**Texte source:**
————————

Sur la partie sud de la façade Atlantique, où les conditions douces sont plus favorables à la croissance du colza, les semis peuvent être légèrement retardés pour ne pas trop augmenter ce risque d’élongation.

Adaptez les travaux d’interculture et en culture pour limiter le salissement

En préparant le lit de semences, il faut, essayer de remuer le moins possible le sol afin d’éviter la germination des dicotylédones éventuellement enfouies en profondeur (encadré). Si levées d’adventices il y a, elles pourront être détruites par un passage de vibroculteur juste avant le semis de façon à préserver l’humidité en profondeur. Néanmoins, il reste primordial d’assurer un bon enracinement du colza par fissuration si la structure du sol l’impose.

Quand un vibroculteur a été passé peu avant le semis, un passage de herse-étrille à l'aveugle peut être réalisé, idéalement à la germination du colza et impérativement avant la levée de la culture. Un second passage quelques jours plus tard avec la houe rotative peut être réalisé de façon à bien gérer les levées précoces d’adventices. Une reprise de sol très rapidement après le semis pourra aussi faire lever les repousses de céréales.

————————

[Items enregistrés]

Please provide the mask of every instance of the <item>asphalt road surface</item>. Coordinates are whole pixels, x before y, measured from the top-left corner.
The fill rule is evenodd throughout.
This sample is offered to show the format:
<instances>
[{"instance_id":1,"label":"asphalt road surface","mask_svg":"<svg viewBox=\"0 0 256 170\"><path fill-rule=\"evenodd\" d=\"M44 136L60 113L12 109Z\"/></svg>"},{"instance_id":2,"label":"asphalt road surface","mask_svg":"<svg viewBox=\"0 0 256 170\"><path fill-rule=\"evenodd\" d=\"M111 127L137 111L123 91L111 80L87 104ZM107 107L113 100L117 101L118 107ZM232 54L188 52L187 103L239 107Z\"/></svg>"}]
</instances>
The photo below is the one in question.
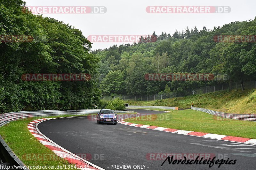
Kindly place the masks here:
<instances>
[{"instance_id":1,"label":"asphalt road surface","mask_svg":"<svg viewBox=\"0 0 256 170\"><path fill-rule=\"evenodd\" d=\"M164 113L134 110L142 114ZM38 128L43 134L60 146L81 157L84 158L86 155L86 159L106 170L249 170L256 168L255 145L163 132L119 123L116 125L98 124L95 117L79 116L52 119L40 123ZM161 166L167 153L174 156L173 161L169 164L167 160ZM195 159L199 155L204 157L203 160L204 158L212 159L214 156L217 159L228 159L228 162L236 160L234 165L224 164L220 168L216 164L210 168L209 164L172 163L174 159L179 159L183 156ZM230 162L232 162L234 161Z\"/></svg>"}]
</instances>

————————

**Consignes:**
(a) Dans le texte sur le colza, reprenez le passage qui commence par « Quand un vibroculteur » et s'arrête après « repousses de céréales. », en substituant « la bineuse » à « la houe rotative ».
(b) Poursuivez le texte sur le colza après sa dernière phrase.
Les items n'ont aucun lien avec le texte sur le colza.

**Réponses:**
(a)
Quand un vibroculteur a été passé peu avant le semis, un passage de herse-étrille à l'aveugle peut être réalisé, idéalement à la germination du colza et impérativement avant la levée de la culture. Un second passage quelques jours plus tard avec la bineuse peut être réalisé de façon à bien gérer les levées précoces d’adventices. Une reprise de sol très rapidement après le semis pourra aussi faire lever les repousses de céréales.

(b)
Avec la herse-étrille, le retour sur la parcelle ne doit pas s’envisager avant les stades « 3-4 feuilles » pour éviter des dégâts à la culture (perte de pieds). À partir du stade « 4 feuilles » et jusqu’à la sortie de l’hiver selon le développement et la croissance du colza, la bineuse permettra de maintenir la propreté sur l’inter-rang si le semis a été fait au semoir monograine.

Par ailleurs, un effet bénéfique du binage avant que le colza ne referme le rang est systématiquement observé au-delà de la seule gestion des adventices, car il réactive la minéralisation du 

Certains ravageurs restent difficiles à maîtriser

Les ravageurs d’automne, comme les altises (en particulier les adultes) et les charançons du bourgeon terminal, peuvent être gérés par une implantation réussie et un démarrage rapide de la culture. Toutefois, d’autres risques, souvent plus localisés, peuvent pénaliser la culture. Ainsi, les attaques de petites altises, de noctuelles terricoles ou encore de tenthrèdes peuvent impacter le colza ; or les moyens de gestions efficaces font défaut. Ces risques ne peuvent être négligés.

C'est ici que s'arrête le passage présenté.